Write out every single entry exactly.

[Dataset excerpts]
************

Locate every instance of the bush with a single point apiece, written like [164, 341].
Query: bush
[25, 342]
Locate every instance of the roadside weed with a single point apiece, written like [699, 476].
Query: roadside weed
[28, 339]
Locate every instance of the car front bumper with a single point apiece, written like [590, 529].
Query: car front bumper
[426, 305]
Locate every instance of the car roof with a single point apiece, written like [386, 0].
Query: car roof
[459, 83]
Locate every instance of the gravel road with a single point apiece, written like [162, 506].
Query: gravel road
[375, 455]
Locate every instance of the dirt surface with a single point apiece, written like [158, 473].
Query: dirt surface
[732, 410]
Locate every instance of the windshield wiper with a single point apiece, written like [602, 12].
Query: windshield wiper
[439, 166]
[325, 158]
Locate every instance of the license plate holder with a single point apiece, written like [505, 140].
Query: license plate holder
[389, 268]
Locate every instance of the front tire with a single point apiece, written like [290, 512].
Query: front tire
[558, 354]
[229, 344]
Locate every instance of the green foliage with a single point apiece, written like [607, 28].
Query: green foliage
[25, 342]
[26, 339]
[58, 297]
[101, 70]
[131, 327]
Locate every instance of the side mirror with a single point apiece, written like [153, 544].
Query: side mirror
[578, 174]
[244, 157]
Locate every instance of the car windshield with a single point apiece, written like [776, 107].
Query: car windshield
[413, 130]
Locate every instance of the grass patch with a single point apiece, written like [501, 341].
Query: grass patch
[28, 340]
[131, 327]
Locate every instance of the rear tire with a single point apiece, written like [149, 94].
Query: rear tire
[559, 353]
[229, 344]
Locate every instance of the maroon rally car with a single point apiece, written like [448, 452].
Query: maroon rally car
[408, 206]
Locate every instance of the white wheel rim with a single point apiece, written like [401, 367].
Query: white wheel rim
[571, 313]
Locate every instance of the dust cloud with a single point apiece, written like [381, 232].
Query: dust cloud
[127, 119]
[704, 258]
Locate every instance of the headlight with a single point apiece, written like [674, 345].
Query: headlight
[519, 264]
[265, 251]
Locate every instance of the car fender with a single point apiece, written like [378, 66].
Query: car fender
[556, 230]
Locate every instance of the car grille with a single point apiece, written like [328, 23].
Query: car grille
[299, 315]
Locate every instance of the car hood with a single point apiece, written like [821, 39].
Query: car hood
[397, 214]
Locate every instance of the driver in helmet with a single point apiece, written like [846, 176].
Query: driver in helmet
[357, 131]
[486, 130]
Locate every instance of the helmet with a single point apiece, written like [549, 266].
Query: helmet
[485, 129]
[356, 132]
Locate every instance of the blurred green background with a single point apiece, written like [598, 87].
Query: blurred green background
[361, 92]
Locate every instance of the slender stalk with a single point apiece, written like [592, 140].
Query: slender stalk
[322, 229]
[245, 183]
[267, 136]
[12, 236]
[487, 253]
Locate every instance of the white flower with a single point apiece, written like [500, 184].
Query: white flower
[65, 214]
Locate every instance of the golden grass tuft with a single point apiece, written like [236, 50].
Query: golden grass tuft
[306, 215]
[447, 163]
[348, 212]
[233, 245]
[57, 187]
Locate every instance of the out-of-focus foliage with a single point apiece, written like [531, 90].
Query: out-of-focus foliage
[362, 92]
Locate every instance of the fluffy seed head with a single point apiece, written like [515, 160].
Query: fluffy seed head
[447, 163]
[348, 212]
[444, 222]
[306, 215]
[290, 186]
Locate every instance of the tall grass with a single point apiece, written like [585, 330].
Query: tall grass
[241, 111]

************

■ **ANSWER FOR THIS EXERCISE**
Locate every instance of the bush with a single point apiece, written like [164, 341].
Query: bush
[25, 342]
Locate every instance of the roadside weed with a single point apiece, written like [699, 476].
Query: roadside weed
[28, 339]
Locate every instance of the car front bumper with a single point apiece, written like [590, 529].
Query: car front bumper
[426, 305]
Locate every instance of the car roof with a single point apiece, written like [386, 0].
Query: car roof
[459, 83]
Locate every instance of the gravel road with a single point apiece, written like [162, 506].
Query: gravel road
[375, 455]
Locate every instance of the dirt surface with a single point apiece, written like [158, 473].
Query: dirt surface
[732, 410]
Locate every instance of the windshield wiper with a single point apiece, written like [602, 12].
Query: windshield wiper
[439, 166]
[325, 158]
Locate every instance of the license plate holder with a single point apiece, written like [505, 140].
Query: license plate holder
[389, 268]
Locate every instance of the front tire with a single point apiece, written like [290, 512].
Query: front tire
[558, 354]
[229, 344]
Locate every instance of the green foliage with a single point apiece, written like [607, 28].
Query: green foliage
[25, 342]
[26, 339]
[58, 297]
[101, 70]
[131, 327]
Locate every instance of the side mirror with a single point apiece, written like [153, 544].
Query: side mirror
[578, 174]
[244, 157]
Locate every instance of the car windshield with a single point apiece, written like [776, 107].
Query: car windshield
[413, 130]
Locate every instance of the grass patch with a single point apiece, written like [501, 341].
Query: grass patch
[28, 340]
[131, 327]
Locate every instance of the rear tire with a single point apiece, written like [149, 94].
Query: rear tire
[559, 353]
[229, 344]
Locate every instance of the maroon rally car with a single point apiece, written like [448, 452].
Query: maroon rally car
[408, 206]
Locate every instance of the white wheel rim with a single point apiece, written like [401, 367].
Query: white wheel rim
[571, 313]
Locate every instance of the dust cloud with a single point apiece, written like [381, 232].
Query: dust cloud
[127, 119]
[704, 258]
Locate every instance of the headlight with a single point apiece, written like [674, 345].
Query: headlight
[519, 264]
[265, 251]
Locate every instance of the car fender with a single point apiece, written like [378, 66].
Query: car fender
[556, 230]
Locate every instance of the car grille with a single point apiece, written like [328, 23].
Query: car grille
[299, 315]
Locate every instance of the car hood with a single point apiece, written like [821, 39].
Query: car hood
[397, 214]
Locate every instance of the driver in helmet with a single point apiece, written like [846, 176].
Query: driver in helmet
[357, 131]
[486, 130]
Locate every instance of the helmet with a single point apiece, written like [549, 266].
Query: helmet
[485, 129]
[356, 132]
Locate every instance of the blurred green background with a single point apiece, written like [598, 87].
Query: blurred green background
[361, 92]
Locate every instance of the slender stalk with a single point apiece, written like [592, 140].
Query: slender stalk
[322, 229]
[245, 183]
[267, 136]
[12, 236]
[487, 253]
Locate every instance of the white flower with a single point apiece, written like [500, 184].
Query: white flower
[65, 214]
Locate every instance of the golden grass tuft with a single point apiece, written like [236, 50].
Query: golden grass tuft
[306, 215]
[447, 163]
[348, 212]
[233, 245]
[57, 187]
Locate every instance of the out-of-focus foliage with a single point apiece, written like [531, 90].
Query: out-of-focus foliage
[362, 92]
Locate every instance of the fluffy seed head with a single point apiece, written like [515, 160].
Query: fluffy seed head
[447, 163]
[348, 212]
[444, 222]
[306, 215]
[290, 186]
Locate every instance of the tall grass with a single point apiece, written like [585, 330].
Query: tall grass
[241, 111]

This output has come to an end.